= ASSIGNED TASK =
Produce an exact transcription of the data, with the images left out.

Natural-language object grounding data
--*--

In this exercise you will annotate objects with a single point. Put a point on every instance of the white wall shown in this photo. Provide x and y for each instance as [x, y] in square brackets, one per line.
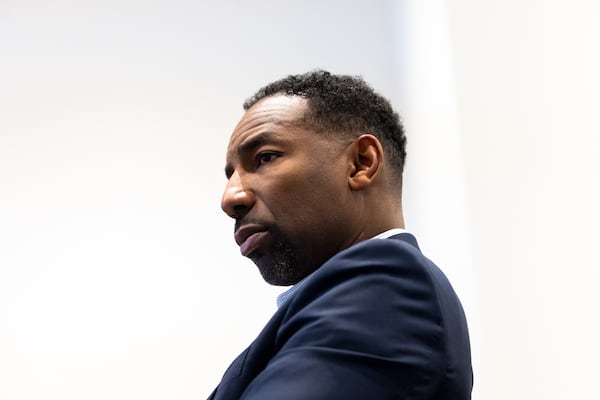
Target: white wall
[527, 74]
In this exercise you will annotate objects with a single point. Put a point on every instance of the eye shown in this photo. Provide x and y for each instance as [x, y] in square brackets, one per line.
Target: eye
[266, 157]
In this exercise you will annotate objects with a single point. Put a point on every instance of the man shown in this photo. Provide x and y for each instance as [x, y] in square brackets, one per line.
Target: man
[314, 171]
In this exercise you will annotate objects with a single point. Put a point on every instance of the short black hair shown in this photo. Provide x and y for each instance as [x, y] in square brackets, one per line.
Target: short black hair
[343, 104]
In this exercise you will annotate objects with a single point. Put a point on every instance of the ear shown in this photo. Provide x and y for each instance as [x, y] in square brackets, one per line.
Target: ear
[367, 158]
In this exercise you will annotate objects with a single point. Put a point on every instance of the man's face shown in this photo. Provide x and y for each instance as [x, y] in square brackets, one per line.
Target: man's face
[288, 191]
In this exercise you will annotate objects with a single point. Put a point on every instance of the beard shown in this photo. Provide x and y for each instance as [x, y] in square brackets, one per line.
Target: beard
[279, 266]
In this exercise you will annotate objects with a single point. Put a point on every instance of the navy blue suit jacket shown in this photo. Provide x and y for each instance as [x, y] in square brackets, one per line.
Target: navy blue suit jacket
[377, 321]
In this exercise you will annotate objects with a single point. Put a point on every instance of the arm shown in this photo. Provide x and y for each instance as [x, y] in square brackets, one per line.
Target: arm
[367, 325]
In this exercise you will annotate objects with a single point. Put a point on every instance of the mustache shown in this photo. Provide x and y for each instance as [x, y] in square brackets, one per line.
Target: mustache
[249, 221]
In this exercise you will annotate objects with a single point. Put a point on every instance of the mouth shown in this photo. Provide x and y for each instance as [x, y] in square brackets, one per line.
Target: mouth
[249, 238]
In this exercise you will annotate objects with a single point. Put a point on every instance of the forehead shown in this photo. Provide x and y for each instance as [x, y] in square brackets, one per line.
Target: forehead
[267, 118]
[272, 110]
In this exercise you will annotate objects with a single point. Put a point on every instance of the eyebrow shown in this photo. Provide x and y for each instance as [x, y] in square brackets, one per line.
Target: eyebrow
[249, 145]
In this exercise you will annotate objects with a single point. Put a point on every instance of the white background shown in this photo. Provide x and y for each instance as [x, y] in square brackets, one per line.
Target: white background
[119, 277]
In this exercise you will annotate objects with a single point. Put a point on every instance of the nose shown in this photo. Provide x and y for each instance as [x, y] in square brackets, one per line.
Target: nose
[237, 199]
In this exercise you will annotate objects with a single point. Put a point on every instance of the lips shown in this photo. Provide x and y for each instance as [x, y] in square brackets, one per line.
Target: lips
[249, 237]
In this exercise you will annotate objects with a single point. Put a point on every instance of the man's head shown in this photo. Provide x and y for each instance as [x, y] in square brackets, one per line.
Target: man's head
[313, 166]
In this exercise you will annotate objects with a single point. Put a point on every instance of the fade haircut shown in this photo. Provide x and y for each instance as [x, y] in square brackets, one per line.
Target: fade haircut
[343, 105]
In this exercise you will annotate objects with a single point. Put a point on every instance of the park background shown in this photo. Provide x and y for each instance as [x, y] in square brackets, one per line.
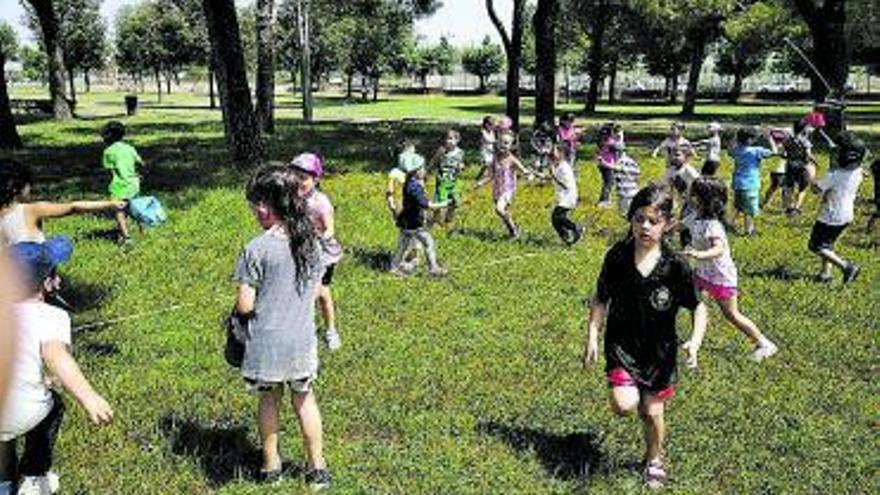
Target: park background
[471, 384]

--*--

= RESPONSE AREA =
In this exercise you will annotate objects with a single point. Put a point on every instance of the white wall shown in this photo. Provide x and y for each instance as [x, y] in square brackets, one per line.
Target: white wall
[527, 74]
In this exercise you will annotate objects with a single point. Put a point on every instance of the eye shown in this photo. Provide x and y for each instance as [x, y] in square brackets, one per line.
Target: eye
[266, 157]
In this exercise you will annotate objects with a single point. Put a point on every instance of the man shown in this photo. Provide x and y for each instance as [x, y] in square brackets, one per line.
Target: man
[314, 171]
In this exercise you will annotate objects with a single point. Put a point on every instance of the short black hair shown in this photo. Provide x and y for each instance as [x, y] in square brackets, one per line.
Target: short black hair
[343, 104]
In this exercise you will annotate objects with a single point. Put a point on every instance of the ear shown in this photo. Provide x and y for each instance as [x, y] in square brackets, one per line.
Target: ear
[367, 158]
In this exercise you will annotate objects with a single point. Put a point on every instance of the man's face shown in this photo. Provide x and y for each instance as [x, y] in square brackets, one per line.
Target: man's face
[288, 191]
In this exercise you will annotate objects with a single point. Put a point on every instance of the beard shown in this photo. Provide x and y for each instance as [x, y] in square brackets, one per line.
Target: beard
[279, 266]
In this exercise you will annotate objects with a single point. Put a point on every instance of the navy blue suit jacket shown in this photo. Provide x and y for each instance as [x, y] in square brackets, one per line.
Target: navy blue suit jacket
[377, 321]
In this exercise you will annotate objects with a single point. Put a point on every instance of the arm shown in this photo. Provide x and y for each instance as [x, y] in square brackets, one per line.
Target: arm
[367, 325]
In this exercise you will annotate objects with a single point. Put a point on every instance of the mustache shown in this photo. Provide x and y for each instance as [x, y] in square brackets, one per line.
Target: mustache
[249, 221]
In this exercise you will annotate objects with a single point. Put a point on every instance of the mouth shown in this photo. Provide x and y for each instance as [x, y] in square brackets, one per line.
Target: mouth
[249, 238]
In this exercise you will annotate objects with a single point. Put a point on every instance of the forehead shown in this photo. Provide x and y for each instance as [x, y] in square brackets, one per line.
Target: forehead
[267, 118]
[272, 110]
In this exercise you will annotate objects with a single point. Put a point on every instance of the eyebrow shown in this photo. Provide x and y for each instance as [x, y] in square brackets, one per line.
Target: eyebrow
[249, 145]
In this exercise you will annotate objects with a single point. Put a point on every instance of the white background shown in this photo. Provide x and y for each instance as [x, y] in square brackets, one per line.
Target: white background
[119, 277]
In this exercise you will annotate objects with a single point. Put a point on every instance of the nose shown in this photo. Provide x and y for each instance as [x, y] in square brackets, one per line.
Target: nose
[237, 199]
In this exercise you will annotate objects with a single point. Put a point on every instance of the lips shown in this photo. Provide x and y for each instance as [x, y] in square brackets, one per line.
Target: lips
[249, 237]
In this exercise you will annotate objects with a single point. Put a point on every instance of the man's head shown in this photo. Provide x and y for each instance as [x, y] in square brackets, one per line.
Target: man's head
[313, 166]
In this exercise you will annotate objects with a single point. Put a point on every instance of the fade haircut shown in this photo. Provide x and y for each instance as [x, y] in square brackets, one per line.
Target: fade haircut
[343, 105]
In this exercise you will annotate objects with a single point. Put a point on every instance of the park background shown in this photo. Provide x and y for each instance as [x, y] in square brackets, one per line.
Target: park background
[471, 384]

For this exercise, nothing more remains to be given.